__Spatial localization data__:
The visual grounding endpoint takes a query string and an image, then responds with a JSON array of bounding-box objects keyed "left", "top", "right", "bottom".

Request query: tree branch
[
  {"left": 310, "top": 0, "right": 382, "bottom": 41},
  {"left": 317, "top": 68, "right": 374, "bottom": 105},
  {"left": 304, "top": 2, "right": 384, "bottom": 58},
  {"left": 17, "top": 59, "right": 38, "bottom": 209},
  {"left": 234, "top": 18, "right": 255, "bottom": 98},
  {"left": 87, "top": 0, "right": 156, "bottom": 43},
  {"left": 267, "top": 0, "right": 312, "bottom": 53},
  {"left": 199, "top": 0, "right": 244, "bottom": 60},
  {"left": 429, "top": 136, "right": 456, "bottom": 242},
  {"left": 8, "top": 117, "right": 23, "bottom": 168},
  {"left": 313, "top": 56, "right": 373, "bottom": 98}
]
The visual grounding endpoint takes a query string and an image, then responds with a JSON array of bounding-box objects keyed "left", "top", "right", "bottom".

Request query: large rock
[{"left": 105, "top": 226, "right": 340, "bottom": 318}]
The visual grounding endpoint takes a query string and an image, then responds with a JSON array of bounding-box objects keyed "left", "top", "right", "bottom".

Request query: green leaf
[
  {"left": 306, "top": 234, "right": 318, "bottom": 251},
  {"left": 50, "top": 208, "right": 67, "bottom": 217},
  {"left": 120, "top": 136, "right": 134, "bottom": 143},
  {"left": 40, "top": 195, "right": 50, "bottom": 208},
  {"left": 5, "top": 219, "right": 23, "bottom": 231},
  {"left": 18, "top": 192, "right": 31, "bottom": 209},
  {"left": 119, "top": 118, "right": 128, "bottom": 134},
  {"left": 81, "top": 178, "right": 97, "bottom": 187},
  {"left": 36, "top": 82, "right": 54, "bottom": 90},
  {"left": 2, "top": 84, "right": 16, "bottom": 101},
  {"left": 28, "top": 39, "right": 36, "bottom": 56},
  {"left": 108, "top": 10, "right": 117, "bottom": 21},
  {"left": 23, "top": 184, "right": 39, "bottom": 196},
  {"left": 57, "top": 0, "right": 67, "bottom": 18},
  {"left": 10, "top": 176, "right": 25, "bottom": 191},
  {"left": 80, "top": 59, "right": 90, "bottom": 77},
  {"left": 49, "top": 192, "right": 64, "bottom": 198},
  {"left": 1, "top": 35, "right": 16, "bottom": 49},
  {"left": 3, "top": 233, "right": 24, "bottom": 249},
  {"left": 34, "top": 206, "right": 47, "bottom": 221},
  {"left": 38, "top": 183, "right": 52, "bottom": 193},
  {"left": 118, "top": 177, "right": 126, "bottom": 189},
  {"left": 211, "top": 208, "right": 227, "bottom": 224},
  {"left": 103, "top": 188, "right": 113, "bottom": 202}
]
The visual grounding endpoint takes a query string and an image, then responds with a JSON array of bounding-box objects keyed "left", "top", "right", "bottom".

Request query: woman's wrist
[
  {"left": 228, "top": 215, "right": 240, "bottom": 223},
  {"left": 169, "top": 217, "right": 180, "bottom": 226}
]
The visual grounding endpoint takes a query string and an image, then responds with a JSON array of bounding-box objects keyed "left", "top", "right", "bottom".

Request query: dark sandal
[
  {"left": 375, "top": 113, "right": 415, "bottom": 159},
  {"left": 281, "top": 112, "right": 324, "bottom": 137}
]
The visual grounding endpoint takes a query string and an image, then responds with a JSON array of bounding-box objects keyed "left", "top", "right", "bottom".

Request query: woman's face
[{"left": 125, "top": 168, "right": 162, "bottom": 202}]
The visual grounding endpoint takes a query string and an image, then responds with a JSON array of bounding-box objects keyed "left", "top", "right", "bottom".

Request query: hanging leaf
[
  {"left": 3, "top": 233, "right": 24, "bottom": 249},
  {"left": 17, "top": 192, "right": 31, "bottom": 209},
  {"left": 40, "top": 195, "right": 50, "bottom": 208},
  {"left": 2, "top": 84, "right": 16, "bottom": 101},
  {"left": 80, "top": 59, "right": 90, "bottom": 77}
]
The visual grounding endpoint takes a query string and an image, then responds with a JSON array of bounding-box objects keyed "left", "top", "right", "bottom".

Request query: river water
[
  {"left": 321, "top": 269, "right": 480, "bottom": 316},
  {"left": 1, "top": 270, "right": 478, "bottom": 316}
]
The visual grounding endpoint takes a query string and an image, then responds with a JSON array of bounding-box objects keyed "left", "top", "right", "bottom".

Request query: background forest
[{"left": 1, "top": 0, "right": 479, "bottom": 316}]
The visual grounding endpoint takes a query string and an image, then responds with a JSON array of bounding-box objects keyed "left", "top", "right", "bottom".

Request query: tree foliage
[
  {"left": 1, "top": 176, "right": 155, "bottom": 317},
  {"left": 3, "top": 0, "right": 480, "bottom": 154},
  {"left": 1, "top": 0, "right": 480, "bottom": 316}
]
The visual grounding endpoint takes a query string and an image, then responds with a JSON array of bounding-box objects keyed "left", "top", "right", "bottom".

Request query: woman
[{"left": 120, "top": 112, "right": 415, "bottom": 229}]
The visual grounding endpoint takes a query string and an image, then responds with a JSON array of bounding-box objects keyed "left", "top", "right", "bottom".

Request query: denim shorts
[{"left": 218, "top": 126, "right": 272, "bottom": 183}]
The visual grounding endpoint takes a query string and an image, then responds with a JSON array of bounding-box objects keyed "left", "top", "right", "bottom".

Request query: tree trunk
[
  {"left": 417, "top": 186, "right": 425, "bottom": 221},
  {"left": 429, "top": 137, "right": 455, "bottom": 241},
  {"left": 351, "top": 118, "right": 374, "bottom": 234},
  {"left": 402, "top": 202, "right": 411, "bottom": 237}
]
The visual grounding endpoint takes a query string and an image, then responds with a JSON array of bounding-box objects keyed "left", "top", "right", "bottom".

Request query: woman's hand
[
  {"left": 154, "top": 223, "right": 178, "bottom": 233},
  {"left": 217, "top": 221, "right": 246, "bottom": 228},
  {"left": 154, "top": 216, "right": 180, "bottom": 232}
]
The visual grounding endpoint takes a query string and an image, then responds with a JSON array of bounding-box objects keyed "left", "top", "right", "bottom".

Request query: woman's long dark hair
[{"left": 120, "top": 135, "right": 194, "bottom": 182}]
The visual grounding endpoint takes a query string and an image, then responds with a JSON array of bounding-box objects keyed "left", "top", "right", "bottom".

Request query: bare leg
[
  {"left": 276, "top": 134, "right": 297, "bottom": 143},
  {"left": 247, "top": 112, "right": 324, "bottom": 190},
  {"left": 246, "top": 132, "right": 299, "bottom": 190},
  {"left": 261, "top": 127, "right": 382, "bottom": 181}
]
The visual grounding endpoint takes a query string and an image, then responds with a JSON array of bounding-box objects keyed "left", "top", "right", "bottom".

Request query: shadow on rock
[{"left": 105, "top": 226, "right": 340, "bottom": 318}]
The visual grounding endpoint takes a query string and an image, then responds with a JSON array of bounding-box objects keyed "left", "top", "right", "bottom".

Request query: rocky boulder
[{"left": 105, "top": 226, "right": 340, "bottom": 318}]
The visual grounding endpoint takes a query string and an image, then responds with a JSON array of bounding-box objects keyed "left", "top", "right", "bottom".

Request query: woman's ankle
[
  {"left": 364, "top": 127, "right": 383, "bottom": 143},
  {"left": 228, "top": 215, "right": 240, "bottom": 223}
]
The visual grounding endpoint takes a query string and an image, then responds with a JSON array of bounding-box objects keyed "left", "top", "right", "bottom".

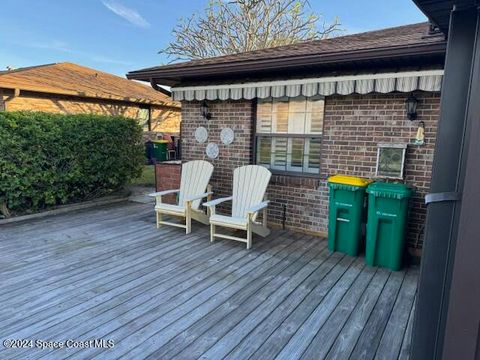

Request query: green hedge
[{"left": 0, "top": 111, "right": 144, "bottom": 217}]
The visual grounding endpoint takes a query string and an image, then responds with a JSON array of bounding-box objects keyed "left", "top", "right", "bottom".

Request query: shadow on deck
[{"left": 0, "top": 201, "right": 417, "bottom": 359}]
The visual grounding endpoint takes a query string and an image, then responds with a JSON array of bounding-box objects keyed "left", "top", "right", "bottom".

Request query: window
[
  {"left": 137, "top": 107, "right": 151, "bottom": 131},
  {"left": 376, "top": 143, "right": 407, "bottom": 179},
  {"left": 255, "top": 97, "right": 324, "bottom": 175}
]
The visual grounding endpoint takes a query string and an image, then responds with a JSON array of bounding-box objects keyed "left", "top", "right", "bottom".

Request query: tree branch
[{"left": 159, "top": 0, "right": 342, "bottom": 62}]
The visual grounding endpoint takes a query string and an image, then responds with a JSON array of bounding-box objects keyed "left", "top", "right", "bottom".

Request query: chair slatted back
[
  {"left": 178, "top": 160, "right": 214, "bottom": 210},
  {"left": 232, "top": 165, "right": 271, "bottom": 219}
]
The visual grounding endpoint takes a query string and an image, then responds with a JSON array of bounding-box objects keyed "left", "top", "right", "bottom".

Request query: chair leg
[
  {"left": 156, "top": 212, "right": 162, "bottom": 229},
  {"left": 210, "top": 224, "right": 215, "bottom": 243},
  {"left": 186, "top": 214, "right": 192, "bottom": 234},
  {"left": 247, "top": 225, "right": 252, "bottom": 250},
  {"left": 185, "top": 202, "right": 192, "bottom": 234},
  {"left": 263, "top": 207, "right": 268, "bottom": 229}
]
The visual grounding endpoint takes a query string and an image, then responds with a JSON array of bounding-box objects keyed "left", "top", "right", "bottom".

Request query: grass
[{"left": 130, "top": 165, "right": 155, "bottom": 186}]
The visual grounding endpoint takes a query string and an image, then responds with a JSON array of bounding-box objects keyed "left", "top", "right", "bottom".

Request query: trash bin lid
[
  {"left": 328, "top": 175, "right": 371, "bottom": 187},
  {"left": 367, "top": 182, "right": 413, "bottom": 199}
]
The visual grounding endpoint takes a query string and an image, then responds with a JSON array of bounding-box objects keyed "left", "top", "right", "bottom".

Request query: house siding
[
  {"left": 180, "top": 92, "right": 440, "bottom": 256},
  {"left": 150, "top": 107, "right": 181, "bottom": 134},
  {"left": 1, "top": 91, "right": 181, "bottom": 133}
]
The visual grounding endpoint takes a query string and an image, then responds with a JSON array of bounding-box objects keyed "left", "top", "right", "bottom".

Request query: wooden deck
[{"left": 0, "top": 201, "right": 417, "bottom": 360}]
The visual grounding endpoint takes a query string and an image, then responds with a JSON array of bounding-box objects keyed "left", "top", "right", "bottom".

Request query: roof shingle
[
  {"left": 0, "top": 62, "right": 179, "bottom": 107},
  {"left": 130, "top": 22, "right": 445, "bottom": 75}
]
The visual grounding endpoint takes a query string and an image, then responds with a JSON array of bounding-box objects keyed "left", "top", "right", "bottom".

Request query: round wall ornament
[
  {"left": 194, "top": 126, "right": 208, "bottom": 143},
  {"left": 205, "top": 143, "right": 219, "bottom": 159},
  {"left": 220, "top": 127, "right": 235, "bottom": 145}
]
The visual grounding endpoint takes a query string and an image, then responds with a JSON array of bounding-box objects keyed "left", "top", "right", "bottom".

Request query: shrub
[{"left": 0, "top": 111, "right": 144, "bottom": 216}]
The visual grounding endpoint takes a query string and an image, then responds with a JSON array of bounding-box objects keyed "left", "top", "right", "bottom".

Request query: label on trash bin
[
  {"left": 376, "top": 211, "right": 397, "bottom": 218},
  {"left": 335, "top": 202, "right": 353, "bottom": 207}
]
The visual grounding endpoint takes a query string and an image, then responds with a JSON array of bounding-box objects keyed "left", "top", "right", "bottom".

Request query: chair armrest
[
  {"left": 148, "top": 189, "right": 180, "bottom": 197},
  {"left": 184, "top": 192, "right": 213, "bottom": 202},
  {"left": 203, "top": 196, "right": 233, "bottom": 207},
  {"left": 247, "top": 200, "right": 270, "bottom": 214}
]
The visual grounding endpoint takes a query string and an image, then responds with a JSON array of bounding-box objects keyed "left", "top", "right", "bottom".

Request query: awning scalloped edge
[{"left": 172, "top": 70, "right": 444, "bottom": 101}]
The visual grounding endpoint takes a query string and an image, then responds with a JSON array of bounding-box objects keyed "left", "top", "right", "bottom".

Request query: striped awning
[{"left": 172, "top": 70, "right": 444, "bottom": 101}]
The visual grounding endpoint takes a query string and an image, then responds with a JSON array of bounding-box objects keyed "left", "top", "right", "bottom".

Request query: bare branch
[{"left": 160, "top": 0, "right": 342, "bottom": 62}]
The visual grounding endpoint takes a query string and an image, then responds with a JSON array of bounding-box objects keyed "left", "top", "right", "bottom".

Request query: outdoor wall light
[
  {"left": 405, "top": 94, "right": 418, "bottom": 120},
  {"left": 201, "top": 100, "right": 212, "bottom": 120}
]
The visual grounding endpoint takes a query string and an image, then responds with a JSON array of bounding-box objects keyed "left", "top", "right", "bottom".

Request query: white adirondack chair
[
  {"left": 149, "top": 160, "right": 214, "bottom": 234},
  {"left": 203, "top": 165, "right": 272, "bottom": 249}
]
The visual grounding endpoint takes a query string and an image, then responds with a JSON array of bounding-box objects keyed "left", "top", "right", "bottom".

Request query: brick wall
[
  {"left": 155, "top": 162, "right": 182, "bottom": 204},
  {"left": 180, "top": 92, "right": 440, "bottom": 255},
  {"left": 321, "top": 93, "right": 440, "bottom": 255},
  {"left": 181, "top": 101, "right": 254, "bottom": 213}
]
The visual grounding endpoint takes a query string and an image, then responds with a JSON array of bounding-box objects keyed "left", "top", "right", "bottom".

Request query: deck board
[
  {"left": 299, "top": 265, "right": 377, "bottom": 359},
  {"left": 0, "top": 201, "right": 418, "bottom": 360},
  {"left": 189, "top": 240, "right": 331, "bottom": 360},
  {"left": 349, "top": 270, "right": 406, "bottom": 360},
  {"left": 223, "top": 251, "right": 345, "bottom": 360},
  {"left": 144, "top": 235, "right": 328, "bottom": 360},
  {"left": 375, "top": 270, "right": 418, "bottom": 360}
]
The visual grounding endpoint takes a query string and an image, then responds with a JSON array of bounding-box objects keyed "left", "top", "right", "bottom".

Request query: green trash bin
[
  {"left": 328, "top": 175, "right": 371, "bottom": 256},
  {"left": 365, "top": 182, "right": 413, "bottom": 271},
  {"left": 152, "top": 140, "right": 169, "bottom": 162}
]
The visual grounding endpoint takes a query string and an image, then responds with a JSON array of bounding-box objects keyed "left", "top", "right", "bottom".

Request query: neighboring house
[
  {"left": 128, "top": 22, "right": 447, "bottom": 260},
  {"left": 0, "top": 62, "right": 181, "bottom": 135}
]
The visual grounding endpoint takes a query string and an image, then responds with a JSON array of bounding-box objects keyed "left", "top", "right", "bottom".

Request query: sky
[{"left": 0, "top": 0, "right": 427, "bottom": 78}]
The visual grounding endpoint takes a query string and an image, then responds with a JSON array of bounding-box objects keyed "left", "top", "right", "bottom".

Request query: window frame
[
  {"left": 375, "top": 143, "right": 408, "bottom": 179},
  {"left": 253, "top": 97, "right": 324, "bottom": 178}
]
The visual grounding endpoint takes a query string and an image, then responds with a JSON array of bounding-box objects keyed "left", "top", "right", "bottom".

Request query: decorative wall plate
[
  {"left": 194, "top": 126, "right": 208, "bottom": 143},
  {"left": 206, "top": 143, "right": 219, "bottom": 159},
  {"left": 220, "top": 127, "right": 235, "bottom": 145}
]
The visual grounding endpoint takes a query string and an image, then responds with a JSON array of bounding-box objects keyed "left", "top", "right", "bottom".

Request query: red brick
[{"left": 181, "top": 92, "right": 440, "bottom": 253}]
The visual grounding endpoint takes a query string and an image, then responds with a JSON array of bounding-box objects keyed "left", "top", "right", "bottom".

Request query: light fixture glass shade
[
  {"left": 406, "top": 95, "right": 418, "bottom": 120},
  {"left": 201, "top": 100, "right": 211, "bottom": 120}
]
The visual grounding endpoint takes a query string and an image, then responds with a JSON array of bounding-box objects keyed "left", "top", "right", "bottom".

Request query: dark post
[
  {"left": 442, "top": 8, "right": 480, "bottom": 359},
  {"left": 411, "top": 7, "right": 479, "bottom": 359}
]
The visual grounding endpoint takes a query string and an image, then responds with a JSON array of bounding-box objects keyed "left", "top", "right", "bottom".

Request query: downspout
[{"left": 150, "top": 79, "right": 172, "bottom": 97}]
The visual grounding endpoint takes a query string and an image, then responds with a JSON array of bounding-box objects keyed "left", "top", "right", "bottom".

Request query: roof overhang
[
  {"left": 0, "top": 83, "right": 177, "bottom": 108},
  {"left": 127, "top": 42, "right": 447, "bottom": 87},
  {"left": 412, "top": 0, "right": 479, "bottom": 33}
]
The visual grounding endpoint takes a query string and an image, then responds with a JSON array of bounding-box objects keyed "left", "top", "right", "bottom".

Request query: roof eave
[
  {"left": 412, "top": 0, "right": 479, "bottom": 33},
  {"left": 127, "top": 42, "right": 447, "bottom": 85},
  {"left": 0, "top": 84, "right": 179, "bottom": 108}
]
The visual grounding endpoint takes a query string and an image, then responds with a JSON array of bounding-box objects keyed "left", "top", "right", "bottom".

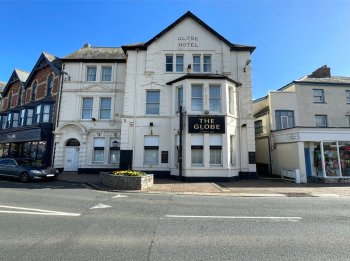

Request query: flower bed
[{"left": 100, "top": 171, "right": 153, "bottom": 190}]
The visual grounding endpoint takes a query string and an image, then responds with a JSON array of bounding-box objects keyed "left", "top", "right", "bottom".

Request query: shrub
[{"left": 111, "top": 170, "right": 145, "bottom": 176}]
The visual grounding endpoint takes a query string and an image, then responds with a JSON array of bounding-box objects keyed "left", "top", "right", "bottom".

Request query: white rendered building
[
  {"left": 254, "top": 66, "right": 350, "bottom": 183},
  {"left": 54, "top": 12, "right": 257, "bottom": 179}
]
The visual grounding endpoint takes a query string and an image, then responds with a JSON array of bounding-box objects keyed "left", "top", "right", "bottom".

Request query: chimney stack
[{"left": 308, "top": 65, "right": 331, "bottom": 78}]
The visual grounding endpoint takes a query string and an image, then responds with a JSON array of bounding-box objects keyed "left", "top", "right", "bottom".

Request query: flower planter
[{"left": 100, "top": 172, "right": 154, "bottom": 190}]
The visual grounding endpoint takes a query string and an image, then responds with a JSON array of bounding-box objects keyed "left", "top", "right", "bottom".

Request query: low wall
[{"left": 100, "top": 172, "right": 154, "bottom": 190}]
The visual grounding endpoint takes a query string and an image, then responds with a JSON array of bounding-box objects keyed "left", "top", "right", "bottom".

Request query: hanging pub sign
[{"left": 188, "top": 116, "right": 225, "bottom": 133}]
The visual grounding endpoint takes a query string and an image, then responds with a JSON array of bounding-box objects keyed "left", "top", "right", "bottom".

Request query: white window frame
[
  {"left": 93, "top": 137, "right": 105, "bottom": 163},
  {"left": 146, "top": 90, "right": 160, "bottom": 115},
  {"left": 165, "top": 55, "right": 173, "bottom": 72},
  {"left": 313, "top": 89, "right": 324, "bottom": 103},
  {"left": 193, "top": 55, "right": 201, "bottom": 72},
  {"left": 176, "top": 86, "right": 183, "bottom": 113},
  {"left": 176, "top": 55, "right": 184, "bottom": 72},
  {"left": 99, "top": 97, "right": 111, "bottom": 120},
  {"left": 203, "top": 55, "right": 212, "bottom": 72},
  {"left": 209, "top": 85, "right": 221, "bottom": 112},
  {"left": 101, "top": 66, "right": 112, "bottom": 82},
  {"left": 144, "top": 136, "right": 159, "bottom": 165},
  {"left": 346, "top": 90, "right": 350, "bottom": 104},
  {"left": 191, "top": 84, "right": 203, "bottom": 112},
  {"left": 86, "top": 66, "right": 97, "bottom": 82},
  {"left": 315, "top": 115, "right": 328, "bottom": 127},
  {"left": 209, "top": 135, "right": 222, "bottom": 166},
  {"left": 191, "top": 134, "right": 204, "bottom": 166},
  {"left": 82, "top": 97, "right": 93, "bottom": 119}
]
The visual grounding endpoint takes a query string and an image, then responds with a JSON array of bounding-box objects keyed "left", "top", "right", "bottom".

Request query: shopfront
[
  {"left": 313, "top": 141, "right": 350, "bottom": 178},
  {"left": 0, "top": 123, "right": 53, "bottom": 166}
]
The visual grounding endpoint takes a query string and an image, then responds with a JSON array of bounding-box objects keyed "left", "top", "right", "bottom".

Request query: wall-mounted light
[
  {"left": 241, "top": 123, "right": 247, "bottom": 127},
  {"left": 91, "top": 118, "right": 96, "bottom": 121},
  {"left": 150, "top": 122, "right": 154, "bottom": 127},
  {"left": 243, "top": 59, "right": 251, "bottom": 72},
  {"left": 204, "top": 110, "right": 209, "bottom": 115}
]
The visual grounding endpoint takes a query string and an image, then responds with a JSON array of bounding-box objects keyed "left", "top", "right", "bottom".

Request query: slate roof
[
  {"left": 43, "top": 52, "right": 62, "bottom": 72},
  {"left": 14, "top": 69, "right": 30, "bottom": 83},
  {"left": 63, "top": 46, "right": 126, "bottom": 61},
  {"left": 295, "top": 76, "right": 350, "bottom": 85},
  {"left": 122, "top": 11, "right": 255, "bottom": 54}
]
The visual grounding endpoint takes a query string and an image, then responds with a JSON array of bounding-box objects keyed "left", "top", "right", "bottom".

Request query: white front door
[{"left": 64, "top": 147, "right": 79, "bottom": 171}]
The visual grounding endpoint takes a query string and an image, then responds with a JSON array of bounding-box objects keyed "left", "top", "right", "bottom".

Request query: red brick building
[{"left": 0, "top": 53, "right": 62, "bottom": 166}]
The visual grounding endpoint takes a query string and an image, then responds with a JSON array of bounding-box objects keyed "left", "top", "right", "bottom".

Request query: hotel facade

__WORK REQUIRED__:
Return only those lines that run from the one containing "Request query: white front door" through the end of the entries, keeping each exactly as written.

__TASK RESULT__:
Request query: white front door
[{"left": 64, "top": 147, "right": 79, "bottom": 171}]
The visual grounding endpoint takes a query string and an image, then responds with a JSON array of bounding-box objects keyed "left", "top", "right", "bottom".

Request query: red brick building
[{"left": 0, "top": 53, "right": 62, "bottom": 166}]
The visual grounding endpoint takes a query string and an image, then responds with a JSON array of bounding-box objects keyed "left", "top", "right", "bottom".

Request query: hotel facade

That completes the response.